### WORK REQUEST:
Tell how many lines in the data below hold the string "gradient"; give nothing but the number.

### INFORMATION GIVEN:
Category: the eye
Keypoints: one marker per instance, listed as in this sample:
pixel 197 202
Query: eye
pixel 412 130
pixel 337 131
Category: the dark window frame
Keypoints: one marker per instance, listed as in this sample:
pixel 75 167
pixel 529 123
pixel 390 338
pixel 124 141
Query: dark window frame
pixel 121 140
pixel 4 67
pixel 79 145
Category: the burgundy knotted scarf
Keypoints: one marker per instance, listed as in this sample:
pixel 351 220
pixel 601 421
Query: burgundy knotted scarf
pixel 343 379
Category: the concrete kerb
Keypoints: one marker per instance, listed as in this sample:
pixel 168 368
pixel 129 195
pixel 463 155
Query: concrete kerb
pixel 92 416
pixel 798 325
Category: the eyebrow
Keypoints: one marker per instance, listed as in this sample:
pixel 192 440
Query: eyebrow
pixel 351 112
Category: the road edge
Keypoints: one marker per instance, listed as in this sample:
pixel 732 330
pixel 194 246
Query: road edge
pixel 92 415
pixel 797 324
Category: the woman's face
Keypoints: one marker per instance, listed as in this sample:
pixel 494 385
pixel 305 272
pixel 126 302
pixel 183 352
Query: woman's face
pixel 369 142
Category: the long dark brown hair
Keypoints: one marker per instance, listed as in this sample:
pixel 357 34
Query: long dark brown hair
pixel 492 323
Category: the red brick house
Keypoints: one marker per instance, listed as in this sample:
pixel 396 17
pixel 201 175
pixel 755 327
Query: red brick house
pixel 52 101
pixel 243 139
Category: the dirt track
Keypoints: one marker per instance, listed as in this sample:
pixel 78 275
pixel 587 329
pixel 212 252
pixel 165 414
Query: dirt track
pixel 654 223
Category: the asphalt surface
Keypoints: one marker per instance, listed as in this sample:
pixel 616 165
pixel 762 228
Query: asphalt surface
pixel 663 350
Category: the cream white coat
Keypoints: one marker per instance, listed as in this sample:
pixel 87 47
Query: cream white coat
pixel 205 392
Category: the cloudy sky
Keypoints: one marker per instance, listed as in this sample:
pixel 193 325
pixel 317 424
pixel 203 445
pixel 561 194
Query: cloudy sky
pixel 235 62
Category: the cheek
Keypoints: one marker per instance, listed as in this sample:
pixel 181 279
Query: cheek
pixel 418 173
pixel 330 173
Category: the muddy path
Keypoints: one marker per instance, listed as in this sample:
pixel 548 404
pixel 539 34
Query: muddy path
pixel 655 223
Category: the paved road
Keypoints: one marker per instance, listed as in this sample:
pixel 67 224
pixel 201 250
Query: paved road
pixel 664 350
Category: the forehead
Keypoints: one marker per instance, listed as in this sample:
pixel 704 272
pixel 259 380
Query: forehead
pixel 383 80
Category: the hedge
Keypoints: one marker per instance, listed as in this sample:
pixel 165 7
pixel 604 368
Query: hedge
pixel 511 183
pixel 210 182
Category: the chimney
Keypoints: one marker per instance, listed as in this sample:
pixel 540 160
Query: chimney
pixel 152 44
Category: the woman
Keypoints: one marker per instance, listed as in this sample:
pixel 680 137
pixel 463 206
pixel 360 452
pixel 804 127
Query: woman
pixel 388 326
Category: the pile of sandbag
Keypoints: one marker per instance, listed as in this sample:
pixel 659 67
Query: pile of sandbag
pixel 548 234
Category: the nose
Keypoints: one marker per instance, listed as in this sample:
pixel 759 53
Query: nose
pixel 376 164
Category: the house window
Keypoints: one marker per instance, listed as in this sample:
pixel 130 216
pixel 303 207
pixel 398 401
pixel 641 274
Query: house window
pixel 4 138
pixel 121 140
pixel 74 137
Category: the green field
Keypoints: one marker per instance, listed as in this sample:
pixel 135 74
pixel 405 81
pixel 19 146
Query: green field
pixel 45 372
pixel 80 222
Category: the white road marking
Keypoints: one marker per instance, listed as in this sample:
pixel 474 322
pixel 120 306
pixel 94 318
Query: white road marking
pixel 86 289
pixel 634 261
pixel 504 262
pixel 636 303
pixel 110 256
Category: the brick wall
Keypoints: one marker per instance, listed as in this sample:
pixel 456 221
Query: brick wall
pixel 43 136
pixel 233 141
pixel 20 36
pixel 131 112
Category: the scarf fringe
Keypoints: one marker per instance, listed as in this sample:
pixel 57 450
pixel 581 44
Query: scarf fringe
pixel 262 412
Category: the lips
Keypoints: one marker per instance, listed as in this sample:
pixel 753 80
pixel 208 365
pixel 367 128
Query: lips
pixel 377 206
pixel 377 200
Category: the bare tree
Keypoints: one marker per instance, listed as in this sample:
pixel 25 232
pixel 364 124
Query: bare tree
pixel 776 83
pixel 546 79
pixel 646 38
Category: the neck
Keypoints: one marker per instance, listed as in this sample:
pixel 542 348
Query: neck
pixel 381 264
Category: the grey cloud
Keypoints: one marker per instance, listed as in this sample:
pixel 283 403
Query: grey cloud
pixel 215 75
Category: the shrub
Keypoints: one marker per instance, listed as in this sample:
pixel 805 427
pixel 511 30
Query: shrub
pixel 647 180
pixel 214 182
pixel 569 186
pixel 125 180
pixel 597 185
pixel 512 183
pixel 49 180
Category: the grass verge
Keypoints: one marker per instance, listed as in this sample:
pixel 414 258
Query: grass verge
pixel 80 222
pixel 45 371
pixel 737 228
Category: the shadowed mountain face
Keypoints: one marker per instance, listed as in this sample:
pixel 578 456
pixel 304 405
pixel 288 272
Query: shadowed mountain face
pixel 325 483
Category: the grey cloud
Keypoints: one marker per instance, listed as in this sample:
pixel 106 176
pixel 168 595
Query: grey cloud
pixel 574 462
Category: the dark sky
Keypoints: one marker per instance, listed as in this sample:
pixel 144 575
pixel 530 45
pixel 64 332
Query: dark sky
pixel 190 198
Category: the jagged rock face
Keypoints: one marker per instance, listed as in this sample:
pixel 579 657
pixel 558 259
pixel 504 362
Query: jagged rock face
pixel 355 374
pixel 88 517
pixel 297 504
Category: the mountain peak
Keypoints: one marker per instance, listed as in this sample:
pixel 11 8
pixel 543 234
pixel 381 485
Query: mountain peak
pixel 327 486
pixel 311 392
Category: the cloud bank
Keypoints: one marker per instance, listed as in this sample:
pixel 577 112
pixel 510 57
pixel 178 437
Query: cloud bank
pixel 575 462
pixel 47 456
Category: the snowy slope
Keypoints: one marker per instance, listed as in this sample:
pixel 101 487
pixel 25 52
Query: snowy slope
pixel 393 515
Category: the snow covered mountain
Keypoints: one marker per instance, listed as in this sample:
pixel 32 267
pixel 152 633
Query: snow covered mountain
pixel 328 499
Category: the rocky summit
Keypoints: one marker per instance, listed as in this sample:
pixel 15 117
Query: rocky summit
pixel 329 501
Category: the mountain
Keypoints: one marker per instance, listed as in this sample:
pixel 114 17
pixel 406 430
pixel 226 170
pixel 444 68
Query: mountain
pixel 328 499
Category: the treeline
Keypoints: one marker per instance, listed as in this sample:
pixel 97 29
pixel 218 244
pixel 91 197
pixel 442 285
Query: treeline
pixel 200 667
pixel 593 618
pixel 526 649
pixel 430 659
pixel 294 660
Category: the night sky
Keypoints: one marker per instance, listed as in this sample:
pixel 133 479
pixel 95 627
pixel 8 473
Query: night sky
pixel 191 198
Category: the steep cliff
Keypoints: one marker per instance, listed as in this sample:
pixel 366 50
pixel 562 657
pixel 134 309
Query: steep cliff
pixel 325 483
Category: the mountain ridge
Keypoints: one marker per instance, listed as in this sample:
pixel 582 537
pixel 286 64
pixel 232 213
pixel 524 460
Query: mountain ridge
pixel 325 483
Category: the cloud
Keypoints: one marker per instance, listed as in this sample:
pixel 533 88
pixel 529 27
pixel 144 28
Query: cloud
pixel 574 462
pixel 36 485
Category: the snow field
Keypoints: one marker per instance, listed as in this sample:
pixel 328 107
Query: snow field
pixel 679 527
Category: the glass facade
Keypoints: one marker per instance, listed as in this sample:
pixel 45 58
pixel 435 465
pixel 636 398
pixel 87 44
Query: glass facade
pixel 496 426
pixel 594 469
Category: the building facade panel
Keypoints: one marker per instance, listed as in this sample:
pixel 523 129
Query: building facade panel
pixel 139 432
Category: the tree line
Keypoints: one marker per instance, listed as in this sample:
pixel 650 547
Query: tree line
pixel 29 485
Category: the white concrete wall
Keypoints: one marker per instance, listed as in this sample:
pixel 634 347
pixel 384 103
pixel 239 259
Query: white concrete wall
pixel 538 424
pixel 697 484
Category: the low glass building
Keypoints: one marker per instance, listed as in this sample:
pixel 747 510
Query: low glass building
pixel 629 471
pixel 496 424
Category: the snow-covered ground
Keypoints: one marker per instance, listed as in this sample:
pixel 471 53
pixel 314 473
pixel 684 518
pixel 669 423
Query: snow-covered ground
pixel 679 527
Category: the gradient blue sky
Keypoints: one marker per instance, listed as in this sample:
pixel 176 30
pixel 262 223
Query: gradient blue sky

### RESPONSE TO THIS TASK:
2